■ **Provided passage**:
==========
With each new election cycle, the industry for marijuana emerges victorious, which means there is a mountain of cash to be made for investors. As a result, marijuana investments and cannabis investments have increased in demand. This industry consists of a wide array of different business opportunities, such as grow rooms, dispensaries, co-ops and more. Simply put, investors are making large profits in relatively short periods of time, which is synonymous with the business of marijuana. With over 23 states with legalized medical marijuana, one of the most profitable opportunities is operating a commercial grow room. Continue reading to learn more about what it takes to operate a commercial grow room.
Commercial Grow Rooms
Commercial grow rooms are the laboratory-like setups where the marijuana is grown. While the process of growing marijuana may seem simple, the type of high-grade product sold in dispensaries requires professional equipment, precision, and professional personnel. But before you purchase the building and equipment you will need to determine what type of grow.
While there may be several jobs within a commercial grow room, there are three key positions every profitable grow room needs. They are:
Grow Room Designer
Just as the name implies, this person helps get the facility started and off the ground. The grow room designer chooses the best location of the grow site, the optimum building design, and how to modify the building to best cultivate profitable plants.
==========
[Entries excerpted from a collection]

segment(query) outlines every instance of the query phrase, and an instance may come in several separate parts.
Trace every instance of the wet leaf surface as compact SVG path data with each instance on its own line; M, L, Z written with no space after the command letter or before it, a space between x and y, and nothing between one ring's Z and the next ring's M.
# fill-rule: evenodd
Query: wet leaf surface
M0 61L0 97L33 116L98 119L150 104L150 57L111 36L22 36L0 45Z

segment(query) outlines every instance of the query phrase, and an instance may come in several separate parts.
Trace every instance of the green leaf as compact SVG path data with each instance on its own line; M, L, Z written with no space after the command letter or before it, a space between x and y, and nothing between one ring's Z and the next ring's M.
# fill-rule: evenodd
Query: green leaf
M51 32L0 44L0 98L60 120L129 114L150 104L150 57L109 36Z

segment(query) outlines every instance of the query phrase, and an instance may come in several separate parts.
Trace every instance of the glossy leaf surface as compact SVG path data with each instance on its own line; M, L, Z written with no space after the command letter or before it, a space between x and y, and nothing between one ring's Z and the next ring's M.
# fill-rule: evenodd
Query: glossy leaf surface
==========
■ **Things to do**:
A. From the grow room passage, copy the stretch from "While there may" through "cultivate profitable plants.".
B. According to the grow room passage, how many states have legalized medical marijuana?
C. Extend the grow room passage, picking up right after its last sentence.

■ **Answer list**:
A.
While there may be several jobs within a commercial grow room, there are three key positions every profitable grow room needs. They are:
Grow Room Designer
Just as the name implies, this person helps get the facility started and off the ground. The grow room designer chooses the best location of the grow site, the optimum building design, and how to modify the building to best cultivate profitable plants.

B. Over 23 states.

C.
Although the title is facility manager, this individual must be a jack of multiple trades. In charge of checking the air filters, checking the water, replacing sensors and lights, maintaining the environmental control system, this person is responsible for the overall maintenance of the facility. This professional must be able to manage the several mechanical and electrical issues that will arise.
Master Commercial Grower
The master commercial grower is responsible for developing and perpetuating different strategies and methodologies for growing the plant. This professional is responsible for waste prevention, optimizing yield planning, maintaining plant health, and discovering new ways to integrate the energy usage of the facility by creating new procedures and processes.